> **EXCERPTED DATA**:
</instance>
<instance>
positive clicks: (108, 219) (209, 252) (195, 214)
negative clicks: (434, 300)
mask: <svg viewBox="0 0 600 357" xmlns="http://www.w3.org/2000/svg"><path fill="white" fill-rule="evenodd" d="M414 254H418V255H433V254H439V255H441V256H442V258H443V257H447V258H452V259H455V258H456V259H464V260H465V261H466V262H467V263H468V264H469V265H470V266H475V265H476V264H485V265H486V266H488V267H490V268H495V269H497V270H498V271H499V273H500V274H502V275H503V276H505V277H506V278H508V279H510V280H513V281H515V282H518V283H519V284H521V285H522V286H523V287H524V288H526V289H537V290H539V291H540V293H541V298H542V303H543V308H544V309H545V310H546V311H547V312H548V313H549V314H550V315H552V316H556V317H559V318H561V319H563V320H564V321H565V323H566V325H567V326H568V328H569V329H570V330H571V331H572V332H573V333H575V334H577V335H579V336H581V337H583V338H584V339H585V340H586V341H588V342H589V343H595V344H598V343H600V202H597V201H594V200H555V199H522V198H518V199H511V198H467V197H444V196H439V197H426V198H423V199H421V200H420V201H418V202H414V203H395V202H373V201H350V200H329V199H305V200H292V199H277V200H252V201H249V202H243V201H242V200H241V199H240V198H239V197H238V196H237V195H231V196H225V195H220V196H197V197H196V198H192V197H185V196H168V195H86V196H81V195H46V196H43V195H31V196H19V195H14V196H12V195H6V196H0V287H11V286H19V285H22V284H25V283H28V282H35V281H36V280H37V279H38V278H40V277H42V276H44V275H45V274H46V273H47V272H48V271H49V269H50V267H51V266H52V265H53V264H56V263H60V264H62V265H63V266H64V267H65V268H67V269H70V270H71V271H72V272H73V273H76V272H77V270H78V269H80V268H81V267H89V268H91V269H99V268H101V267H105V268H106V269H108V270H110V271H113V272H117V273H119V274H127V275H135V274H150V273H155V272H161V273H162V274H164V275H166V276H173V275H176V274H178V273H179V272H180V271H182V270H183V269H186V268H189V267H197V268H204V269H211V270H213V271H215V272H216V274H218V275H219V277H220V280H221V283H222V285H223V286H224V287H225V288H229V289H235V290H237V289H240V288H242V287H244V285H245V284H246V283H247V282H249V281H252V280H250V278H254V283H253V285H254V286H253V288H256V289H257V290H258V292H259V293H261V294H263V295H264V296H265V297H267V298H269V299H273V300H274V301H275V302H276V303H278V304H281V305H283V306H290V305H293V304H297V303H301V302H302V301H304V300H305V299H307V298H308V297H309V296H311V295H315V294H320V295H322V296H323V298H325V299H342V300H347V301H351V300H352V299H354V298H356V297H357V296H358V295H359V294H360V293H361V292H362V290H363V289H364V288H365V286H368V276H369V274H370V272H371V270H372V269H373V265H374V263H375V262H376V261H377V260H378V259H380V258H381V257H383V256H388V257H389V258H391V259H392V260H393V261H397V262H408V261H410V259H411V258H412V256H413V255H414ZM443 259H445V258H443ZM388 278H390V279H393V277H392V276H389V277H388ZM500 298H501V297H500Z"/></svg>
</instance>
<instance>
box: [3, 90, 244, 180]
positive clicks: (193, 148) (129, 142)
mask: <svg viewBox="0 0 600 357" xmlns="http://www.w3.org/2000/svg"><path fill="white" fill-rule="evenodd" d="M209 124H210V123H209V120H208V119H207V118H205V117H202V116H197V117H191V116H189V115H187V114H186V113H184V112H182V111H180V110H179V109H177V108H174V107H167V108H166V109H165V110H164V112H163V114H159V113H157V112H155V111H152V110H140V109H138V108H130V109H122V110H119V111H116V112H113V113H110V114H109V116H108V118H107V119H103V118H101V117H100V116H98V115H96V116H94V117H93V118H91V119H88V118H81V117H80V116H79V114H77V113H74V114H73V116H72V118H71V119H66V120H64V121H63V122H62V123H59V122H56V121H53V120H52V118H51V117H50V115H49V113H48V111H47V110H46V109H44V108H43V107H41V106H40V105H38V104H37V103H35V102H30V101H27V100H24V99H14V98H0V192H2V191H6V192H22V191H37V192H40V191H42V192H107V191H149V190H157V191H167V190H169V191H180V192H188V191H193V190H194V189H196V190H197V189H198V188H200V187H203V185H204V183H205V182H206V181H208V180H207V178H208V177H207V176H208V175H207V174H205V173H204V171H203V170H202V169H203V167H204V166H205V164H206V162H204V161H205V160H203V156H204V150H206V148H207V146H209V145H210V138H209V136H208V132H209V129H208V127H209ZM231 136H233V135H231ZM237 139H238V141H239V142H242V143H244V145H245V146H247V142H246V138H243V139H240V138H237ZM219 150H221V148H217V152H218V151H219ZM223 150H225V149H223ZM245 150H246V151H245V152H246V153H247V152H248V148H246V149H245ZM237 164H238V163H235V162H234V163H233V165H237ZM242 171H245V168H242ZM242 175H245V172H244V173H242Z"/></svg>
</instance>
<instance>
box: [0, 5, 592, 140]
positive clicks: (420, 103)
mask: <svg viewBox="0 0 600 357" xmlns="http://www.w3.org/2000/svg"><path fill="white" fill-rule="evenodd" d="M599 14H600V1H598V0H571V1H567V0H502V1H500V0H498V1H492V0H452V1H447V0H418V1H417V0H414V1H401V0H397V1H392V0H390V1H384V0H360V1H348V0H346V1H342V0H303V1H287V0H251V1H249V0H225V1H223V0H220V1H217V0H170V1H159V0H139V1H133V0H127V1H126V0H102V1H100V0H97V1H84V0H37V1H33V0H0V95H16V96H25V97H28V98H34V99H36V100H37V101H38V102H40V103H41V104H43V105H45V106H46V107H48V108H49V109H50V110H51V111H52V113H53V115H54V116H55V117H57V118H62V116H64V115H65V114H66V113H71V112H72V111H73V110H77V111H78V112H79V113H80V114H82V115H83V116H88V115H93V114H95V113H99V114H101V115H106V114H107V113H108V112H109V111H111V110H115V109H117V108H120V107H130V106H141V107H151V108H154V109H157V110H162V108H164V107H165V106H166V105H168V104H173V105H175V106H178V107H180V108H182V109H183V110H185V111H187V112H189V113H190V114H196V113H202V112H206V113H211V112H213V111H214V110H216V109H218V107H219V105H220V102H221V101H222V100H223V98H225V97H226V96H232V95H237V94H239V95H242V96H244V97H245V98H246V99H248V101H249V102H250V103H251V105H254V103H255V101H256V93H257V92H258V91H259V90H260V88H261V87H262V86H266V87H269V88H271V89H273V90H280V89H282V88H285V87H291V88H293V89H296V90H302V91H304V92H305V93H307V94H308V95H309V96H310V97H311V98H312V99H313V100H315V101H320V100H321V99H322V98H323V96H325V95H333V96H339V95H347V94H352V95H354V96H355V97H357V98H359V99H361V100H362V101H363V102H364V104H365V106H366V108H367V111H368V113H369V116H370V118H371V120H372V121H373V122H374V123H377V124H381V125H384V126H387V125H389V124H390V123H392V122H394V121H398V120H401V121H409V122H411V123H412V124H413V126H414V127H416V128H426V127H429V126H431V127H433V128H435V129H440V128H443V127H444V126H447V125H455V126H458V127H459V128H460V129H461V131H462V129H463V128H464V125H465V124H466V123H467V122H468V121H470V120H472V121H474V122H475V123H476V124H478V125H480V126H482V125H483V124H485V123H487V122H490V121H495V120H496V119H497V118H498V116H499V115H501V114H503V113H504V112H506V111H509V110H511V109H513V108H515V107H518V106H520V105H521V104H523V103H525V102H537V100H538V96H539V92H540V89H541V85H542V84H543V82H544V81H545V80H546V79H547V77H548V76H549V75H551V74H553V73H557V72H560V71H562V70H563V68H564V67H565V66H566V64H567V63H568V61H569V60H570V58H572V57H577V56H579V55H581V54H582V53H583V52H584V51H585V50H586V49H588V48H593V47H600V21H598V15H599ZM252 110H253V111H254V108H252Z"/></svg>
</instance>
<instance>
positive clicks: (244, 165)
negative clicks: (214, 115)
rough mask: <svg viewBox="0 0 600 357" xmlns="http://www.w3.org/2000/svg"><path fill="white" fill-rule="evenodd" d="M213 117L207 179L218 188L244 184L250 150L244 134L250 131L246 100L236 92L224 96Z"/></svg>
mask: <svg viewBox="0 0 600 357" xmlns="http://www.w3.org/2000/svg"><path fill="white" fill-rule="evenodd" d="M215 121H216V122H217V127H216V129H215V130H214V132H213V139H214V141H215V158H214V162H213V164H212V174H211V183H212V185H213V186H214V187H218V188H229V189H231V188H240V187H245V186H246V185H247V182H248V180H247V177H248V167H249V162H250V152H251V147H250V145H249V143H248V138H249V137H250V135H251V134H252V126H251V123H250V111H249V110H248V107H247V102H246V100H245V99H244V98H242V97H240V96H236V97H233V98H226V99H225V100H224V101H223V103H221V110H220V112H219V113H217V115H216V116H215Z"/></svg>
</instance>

> **YOUR GOAL**:
Using the listing, copy every line where the word "negative" shows up.

> **TASK RESULT**:
negative clicks: (434, 300)
negative clicks: (214, 115)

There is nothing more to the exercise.